Put the lines from the one containing "Fill in the" through the one containing "box: [0, 2, 190, 113]", both included, into a Markdown table with the columns Number and Content. Number the lines in order, and leave out any blank lines.

Stored items –
* * * * *
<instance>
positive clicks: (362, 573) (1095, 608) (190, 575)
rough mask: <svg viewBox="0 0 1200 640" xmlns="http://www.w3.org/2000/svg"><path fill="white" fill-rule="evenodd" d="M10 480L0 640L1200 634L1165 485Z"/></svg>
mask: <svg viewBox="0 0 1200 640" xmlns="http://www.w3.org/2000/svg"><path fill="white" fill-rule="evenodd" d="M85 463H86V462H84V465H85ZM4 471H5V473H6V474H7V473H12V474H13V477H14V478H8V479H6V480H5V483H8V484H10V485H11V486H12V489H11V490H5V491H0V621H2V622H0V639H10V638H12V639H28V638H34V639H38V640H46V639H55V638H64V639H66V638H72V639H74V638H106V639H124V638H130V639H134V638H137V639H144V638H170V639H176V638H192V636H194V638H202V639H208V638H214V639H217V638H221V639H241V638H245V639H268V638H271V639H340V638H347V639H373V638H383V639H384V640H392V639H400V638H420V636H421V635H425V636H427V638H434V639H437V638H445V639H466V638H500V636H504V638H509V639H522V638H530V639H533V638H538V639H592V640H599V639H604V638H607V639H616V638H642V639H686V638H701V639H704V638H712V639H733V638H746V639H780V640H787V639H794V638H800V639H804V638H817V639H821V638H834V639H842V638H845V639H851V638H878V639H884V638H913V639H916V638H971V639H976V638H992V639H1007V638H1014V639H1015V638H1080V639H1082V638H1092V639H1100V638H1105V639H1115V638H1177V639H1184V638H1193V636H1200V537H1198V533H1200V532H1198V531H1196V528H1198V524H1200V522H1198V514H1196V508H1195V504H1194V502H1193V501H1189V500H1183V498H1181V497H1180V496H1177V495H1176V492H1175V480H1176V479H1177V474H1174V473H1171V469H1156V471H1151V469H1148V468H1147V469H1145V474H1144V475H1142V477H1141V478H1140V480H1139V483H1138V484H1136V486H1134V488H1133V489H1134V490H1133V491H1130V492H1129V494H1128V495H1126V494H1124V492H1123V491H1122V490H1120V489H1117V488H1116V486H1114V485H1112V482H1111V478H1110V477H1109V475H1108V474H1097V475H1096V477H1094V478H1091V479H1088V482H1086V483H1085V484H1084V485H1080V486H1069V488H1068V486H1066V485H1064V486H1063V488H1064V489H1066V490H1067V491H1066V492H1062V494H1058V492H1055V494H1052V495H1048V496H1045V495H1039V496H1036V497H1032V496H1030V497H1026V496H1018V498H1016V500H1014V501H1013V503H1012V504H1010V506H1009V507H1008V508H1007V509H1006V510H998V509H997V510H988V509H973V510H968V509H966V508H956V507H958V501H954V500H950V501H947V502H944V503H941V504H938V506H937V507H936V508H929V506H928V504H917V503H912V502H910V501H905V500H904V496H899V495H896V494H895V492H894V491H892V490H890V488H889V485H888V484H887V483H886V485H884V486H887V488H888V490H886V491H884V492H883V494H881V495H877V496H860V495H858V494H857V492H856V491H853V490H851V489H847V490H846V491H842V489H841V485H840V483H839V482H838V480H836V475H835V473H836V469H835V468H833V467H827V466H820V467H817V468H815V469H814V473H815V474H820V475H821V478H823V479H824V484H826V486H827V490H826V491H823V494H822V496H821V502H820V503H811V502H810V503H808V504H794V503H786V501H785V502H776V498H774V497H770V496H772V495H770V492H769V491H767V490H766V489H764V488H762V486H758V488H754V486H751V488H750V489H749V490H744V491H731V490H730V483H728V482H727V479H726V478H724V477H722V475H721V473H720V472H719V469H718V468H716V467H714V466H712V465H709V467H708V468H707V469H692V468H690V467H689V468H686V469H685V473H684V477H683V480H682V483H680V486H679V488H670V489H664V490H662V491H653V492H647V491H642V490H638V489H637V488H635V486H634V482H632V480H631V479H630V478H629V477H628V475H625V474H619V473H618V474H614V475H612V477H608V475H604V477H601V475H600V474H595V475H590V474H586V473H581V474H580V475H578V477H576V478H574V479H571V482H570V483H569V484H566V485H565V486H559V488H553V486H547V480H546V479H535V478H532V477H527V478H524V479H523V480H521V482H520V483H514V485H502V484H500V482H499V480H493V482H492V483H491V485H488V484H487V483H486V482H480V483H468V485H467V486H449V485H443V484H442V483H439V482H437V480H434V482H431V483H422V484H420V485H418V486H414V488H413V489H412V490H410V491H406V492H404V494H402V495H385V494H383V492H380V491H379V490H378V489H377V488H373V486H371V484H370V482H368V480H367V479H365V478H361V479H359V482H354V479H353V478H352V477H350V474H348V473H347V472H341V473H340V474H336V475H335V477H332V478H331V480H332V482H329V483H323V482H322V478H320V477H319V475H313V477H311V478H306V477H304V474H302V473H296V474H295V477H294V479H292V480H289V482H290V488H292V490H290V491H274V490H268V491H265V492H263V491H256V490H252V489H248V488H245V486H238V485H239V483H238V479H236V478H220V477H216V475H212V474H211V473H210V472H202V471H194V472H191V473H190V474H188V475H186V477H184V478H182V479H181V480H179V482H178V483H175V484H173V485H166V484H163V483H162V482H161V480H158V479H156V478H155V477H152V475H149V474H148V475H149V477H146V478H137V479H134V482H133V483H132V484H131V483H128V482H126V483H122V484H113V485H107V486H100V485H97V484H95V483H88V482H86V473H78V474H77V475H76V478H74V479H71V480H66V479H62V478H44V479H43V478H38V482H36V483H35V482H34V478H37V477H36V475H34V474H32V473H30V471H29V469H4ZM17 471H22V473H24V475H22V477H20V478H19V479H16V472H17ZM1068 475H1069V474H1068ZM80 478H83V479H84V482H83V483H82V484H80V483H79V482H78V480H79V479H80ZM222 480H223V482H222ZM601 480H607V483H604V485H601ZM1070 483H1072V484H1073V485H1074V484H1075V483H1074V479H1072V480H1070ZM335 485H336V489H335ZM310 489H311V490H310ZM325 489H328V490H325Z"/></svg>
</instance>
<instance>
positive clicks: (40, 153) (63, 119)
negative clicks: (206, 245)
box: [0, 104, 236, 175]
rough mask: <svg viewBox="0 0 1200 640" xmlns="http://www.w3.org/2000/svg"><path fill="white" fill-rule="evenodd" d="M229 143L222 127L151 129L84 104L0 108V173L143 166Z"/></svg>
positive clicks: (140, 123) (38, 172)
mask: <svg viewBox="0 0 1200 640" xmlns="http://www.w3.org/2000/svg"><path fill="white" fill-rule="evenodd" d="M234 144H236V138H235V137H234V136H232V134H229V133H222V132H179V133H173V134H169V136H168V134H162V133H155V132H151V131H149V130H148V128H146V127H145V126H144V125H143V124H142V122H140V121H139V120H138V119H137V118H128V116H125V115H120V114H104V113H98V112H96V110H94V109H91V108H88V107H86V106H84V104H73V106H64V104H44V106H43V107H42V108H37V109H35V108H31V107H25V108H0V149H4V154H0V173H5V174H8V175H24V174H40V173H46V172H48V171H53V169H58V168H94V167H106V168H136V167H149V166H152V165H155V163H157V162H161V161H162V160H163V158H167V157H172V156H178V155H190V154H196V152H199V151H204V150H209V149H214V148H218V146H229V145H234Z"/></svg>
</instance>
* * * * *
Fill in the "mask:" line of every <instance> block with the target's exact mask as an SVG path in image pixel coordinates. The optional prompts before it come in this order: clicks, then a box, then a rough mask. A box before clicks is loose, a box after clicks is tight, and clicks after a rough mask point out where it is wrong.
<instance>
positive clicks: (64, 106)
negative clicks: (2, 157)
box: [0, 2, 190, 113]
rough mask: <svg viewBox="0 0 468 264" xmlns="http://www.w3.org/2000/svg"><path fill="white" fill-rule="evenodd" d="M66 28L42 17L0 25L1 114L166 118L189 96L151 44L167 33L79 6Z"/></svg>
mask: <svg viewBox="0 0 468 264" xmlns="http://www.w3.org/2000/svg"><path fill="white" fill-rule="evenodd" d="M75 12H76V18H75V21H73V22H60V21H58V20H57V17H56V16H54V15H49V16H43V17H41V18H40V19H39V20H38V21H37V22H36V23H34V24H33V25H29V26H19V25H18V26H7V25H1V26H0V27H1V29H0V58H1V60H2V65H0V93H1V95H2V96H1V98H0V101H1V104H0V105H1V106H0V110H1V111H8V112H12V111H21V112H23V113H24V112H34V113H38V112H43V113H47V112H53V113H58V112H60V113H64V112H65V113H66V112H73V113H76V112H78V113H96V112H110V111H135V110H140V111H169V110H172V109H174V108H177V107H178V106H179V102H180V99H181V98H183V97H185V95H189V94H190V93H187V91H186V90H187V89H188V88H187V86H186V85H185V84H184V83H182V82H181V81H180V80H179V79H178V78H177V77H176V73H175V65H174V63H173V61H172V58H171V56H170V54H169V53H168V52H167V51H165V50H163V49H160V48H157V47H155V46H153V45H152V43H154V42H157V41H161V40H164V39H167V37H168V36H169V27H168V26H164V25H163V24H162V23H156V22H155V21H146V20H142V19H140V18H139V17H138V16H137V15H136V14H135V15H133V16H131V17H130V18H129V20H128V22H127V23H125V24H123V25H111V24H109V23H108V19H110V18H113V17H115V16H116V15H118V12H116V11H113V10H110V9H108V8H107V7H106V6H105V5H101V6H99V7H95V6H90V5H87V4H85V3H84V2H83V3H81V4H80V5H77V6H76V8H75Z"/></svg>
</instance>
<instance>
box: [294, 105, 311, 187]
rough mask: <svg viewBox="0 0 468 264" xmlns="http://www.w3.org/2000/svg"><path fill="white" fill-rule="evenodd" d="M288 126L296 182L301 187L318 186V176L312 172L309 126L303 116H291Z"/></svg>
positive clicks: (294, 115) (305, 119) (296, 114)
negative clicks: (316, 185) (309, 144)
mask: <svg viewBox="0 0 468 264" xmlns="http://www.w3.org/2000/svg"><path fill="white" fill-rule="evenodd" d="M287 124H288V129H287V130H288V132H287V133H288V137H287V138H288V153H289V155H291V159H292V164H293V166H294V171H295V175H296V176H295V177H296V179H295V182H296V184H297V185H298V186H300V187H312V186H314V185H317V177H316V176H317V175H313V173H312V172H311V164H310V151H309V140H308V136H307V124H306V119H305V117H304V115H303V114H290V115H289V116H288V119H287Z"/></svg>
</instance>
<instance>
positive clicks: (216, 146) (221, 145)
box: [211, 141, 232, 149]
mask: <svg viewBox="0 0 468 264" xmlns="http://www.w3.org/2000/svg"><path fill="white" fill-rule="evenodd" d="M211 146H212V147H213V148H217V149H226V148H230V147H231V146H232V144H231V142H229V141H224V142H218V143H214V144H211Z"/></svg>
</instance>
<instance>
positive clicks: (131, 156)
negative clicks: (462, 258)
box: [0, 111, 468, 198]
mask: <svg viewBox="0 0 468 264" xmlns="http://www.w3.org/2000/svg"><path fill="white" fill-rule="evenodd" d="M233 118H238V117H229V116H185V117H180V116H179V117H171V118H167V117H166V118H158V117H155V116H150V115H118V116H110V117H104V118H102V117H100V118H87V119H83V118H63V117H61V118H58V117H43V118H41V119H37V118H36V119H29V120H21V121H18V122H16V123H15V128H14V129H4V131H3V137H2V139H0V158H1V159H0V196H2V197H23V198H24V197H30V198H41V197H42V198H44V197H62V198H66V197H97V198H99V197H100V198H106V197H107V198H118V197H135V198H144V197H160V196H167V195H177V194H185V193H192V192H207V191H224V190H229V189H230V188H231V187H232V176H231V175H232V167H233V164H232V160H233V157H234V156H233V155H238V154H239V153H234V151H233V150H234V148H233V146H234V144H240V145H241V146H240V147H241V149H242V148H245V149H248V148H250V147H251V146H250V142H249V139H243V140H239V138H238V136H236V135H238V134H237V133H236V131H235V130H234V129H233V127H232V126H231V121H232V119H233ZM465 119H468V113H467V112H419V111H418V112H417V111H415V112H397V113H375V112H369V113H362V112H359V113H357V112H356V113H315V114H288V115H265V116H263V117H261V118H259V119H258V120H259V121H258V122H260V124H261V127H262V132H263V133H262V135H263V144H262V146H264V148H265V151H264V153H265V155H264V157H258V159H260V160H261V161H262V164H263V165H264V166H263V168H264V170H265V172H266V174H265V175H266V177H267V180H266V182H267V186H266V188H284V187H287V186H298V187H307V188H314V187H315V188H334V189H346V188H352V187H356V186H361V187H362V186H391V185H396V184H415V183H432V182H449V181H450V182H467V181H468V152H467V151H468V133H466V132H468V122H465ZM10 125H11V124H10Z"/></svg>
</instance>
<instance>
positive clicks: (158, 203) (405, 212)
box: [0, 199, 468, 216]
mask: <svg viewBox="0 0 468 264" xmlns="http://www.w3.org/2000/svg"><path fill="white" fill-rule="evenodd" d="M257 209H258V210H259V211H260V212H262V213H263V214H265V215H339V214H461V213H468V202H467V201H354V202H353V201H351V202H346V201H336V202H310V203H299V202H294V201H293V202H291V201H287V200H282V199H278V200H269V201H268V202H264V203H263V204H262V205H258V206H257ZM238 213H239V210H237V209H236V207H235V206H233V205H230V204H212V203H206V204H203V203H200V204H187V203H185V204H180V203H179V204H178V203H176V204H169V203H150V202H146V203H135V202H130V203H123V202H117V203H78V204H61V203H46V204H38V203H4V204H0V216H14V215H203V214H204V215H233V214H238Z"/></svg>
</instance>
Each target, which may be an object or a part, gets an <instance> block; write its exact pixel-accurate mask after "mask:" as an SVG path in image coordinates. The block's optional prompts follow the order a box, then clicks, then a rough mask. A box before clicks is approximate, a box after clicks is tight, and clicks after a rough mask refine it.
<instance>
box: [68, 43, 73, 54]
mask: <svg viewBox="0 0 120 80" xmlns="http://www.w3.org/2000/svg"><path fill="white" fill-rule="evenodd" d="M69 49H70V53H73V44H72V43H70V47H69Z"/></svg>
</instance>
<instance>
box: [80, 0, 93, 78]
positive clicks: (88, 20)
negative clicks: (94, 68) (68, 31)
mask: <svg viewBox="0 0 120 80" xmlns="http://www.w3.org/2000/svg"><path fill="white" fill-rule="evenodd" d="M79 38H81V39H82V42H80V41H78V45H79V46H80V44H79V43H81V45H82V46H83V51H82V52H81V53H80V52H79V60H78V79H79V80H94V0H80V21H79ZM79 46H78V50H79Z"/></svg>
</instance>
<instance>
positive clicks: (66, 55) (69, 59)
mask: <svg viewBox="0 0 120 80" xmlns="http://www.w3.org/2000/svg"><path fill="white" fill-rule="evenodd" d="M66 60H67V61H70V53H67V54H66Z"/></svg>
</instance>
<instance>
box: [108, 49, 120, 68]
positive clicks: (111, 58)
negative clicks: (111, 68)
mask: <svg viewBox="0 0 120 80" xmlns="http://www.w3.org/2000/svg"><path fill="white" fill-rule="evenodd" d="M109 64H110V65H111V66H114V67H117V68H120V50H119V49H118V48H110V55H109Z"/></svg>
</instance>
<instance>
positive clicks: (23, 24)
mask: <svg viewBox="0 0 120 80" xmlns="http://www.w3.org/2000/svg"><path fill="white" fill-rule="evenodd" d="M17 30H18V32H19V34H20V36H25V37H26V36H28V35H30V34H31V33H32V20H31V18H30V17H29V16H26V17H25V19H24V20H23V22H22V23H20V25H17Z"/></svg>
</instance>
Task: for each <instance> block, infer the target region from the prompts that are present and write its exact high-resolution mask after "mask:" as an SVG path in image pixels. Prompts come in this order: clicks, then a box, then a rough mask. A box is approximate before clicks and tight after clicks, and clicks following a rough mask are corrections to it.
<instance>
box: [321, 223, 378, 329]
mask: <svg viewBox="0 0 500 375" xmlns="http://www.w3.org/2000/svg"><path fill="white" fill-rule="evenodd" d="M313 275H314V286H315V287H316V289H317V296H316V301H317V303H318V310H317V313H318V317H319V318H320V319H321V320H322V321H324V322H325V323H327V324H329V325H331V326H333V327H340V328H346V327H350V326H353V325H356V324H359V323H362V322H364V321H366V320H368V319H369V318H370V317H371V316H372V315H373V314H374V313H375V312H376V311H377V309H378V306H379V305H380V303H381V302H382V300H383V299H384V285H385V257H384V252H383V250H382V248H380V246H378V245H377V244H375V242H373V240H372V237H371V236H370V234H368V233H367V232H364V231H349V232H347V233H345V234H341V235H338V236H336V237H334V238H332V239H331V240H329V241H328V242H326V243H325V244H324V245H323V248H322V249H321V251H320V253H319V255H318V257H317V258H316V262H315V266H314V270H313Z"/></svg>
* * * * *
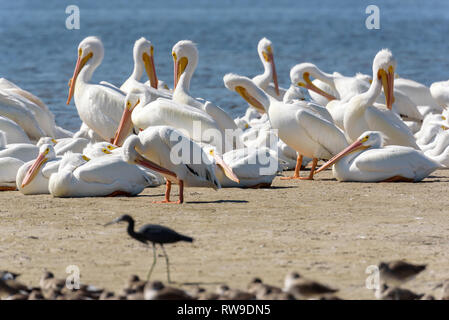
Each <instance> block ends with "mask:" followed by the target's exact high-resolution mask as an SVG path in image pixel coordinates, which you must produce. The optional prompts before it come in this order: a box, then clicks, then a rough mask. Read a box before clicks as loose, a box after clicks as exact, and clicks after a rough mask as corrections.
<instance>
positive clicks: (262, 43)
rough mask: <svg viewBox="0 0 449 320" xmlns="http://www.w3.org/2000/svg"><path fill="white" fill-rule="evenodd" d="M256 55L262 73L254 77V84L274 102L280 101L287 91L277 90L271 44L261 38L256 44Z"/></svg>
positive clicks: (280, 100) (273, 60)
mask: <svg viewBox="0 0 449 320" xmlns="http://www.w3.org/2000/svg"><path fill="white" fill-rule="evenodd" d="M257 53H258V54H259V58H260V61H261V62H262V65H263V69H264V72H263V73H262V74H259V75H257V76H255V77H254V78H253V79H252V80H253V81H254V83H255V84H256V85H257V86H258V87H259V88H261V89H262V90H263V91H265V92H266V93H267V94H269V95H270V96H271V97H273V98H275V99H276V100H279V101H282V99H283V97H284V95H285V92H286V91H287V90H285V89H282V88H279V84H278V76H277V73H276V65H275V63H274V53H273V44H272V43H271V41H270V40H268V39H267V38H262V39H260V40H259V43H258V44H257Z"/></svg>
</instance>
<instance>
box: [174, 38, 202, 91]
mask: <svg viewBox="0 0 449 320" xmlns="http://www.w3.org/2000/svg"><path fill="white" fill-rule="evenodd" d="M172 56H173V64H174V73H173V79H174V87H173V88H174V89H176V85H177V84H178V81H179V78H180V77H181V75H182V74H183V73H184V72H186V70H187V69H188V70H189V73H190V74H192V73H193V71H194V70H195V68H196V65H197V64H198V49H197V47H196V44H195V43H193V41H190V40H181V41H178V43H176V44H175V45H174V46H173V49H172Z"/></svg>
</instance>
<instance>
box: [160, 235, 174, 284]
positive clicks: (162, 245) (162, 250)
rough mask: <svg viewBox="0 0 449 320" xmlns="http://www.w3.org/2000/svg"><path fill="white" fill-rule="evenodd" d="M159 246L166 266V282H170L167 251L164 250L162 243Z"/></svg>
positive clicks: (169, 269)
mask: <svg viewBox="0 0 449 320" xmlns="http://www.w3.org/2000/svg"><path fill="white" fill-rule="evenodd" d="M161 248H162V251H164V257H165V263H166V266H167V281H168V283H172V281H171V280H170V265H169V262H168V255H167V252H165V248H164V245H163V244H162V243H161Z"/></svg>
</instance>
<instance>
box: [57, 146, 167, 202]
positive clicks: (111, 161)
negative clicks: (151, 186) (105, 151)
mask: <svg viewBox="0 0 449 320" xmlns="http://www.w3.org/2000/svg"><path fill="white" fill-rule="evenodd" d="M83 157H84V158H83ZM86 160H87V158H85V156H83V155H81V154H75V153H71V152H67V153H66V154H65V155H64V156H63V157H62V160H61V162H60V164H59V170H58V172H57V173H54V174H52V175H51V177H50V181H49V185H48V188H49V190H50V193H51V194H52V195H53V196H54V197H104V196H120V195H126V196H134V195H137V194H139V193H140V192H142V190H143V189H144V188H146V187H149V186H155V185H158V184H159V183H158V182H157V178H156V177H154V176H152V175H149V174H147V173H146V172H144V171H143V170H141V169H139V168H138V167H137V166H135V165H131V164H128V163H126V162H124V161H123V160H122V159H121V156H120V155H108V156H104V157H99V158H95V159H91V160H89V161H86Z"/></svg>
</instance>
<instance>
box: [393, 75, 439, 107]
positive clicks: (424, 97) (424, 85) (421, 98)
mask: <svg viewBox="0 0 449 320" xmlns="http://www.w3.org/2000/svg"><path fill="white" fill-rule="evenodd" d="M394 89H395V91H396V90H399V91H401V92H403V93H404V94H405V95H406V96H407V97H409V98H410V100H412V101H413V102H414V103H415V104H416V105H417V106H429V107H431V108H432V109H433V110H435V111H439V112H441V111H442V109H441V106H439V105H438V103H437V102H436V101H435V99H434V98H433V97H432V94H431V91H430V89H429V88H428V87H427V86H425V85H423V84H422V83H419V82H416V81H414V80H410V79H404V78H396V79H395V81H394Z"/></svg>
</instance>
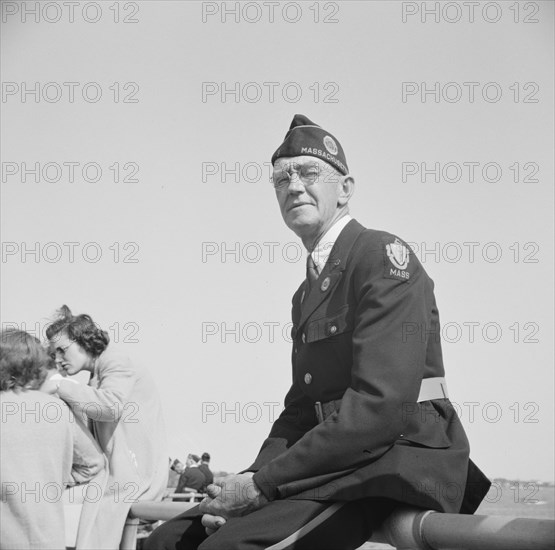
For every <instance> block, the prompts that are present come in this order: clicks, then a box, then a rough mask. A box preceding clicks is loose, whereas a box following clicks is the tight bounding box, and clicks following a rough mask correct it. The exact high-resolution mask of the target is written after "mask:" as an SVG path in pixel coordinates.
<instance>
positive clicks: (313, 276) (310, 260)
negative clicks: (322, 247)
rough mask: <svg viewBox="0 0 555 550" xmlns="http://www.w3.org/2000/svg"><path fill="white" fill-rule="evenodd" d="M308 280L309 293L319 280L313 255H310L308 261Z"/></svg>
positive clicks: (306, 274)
* * * * *
The answer –
| Number | Content |
|---|---|
| 1 | Fill in the "mask:" line of every <instance> block with the target's exact mask as an SVG path in image pixel coordinates. The optional prompts before it come in this order: clicks, then a box, then a rough mask. A box before clicks is loose, a box after clicks is tight, and clicks after a rough mask point out where it is wrong. |
| 2 | <instance> |
| 3 | positive clicks: (64, 106) |
| 4 | negative clicks: (2, 157) |
| 5 | box: [0, 2, 190, 113] |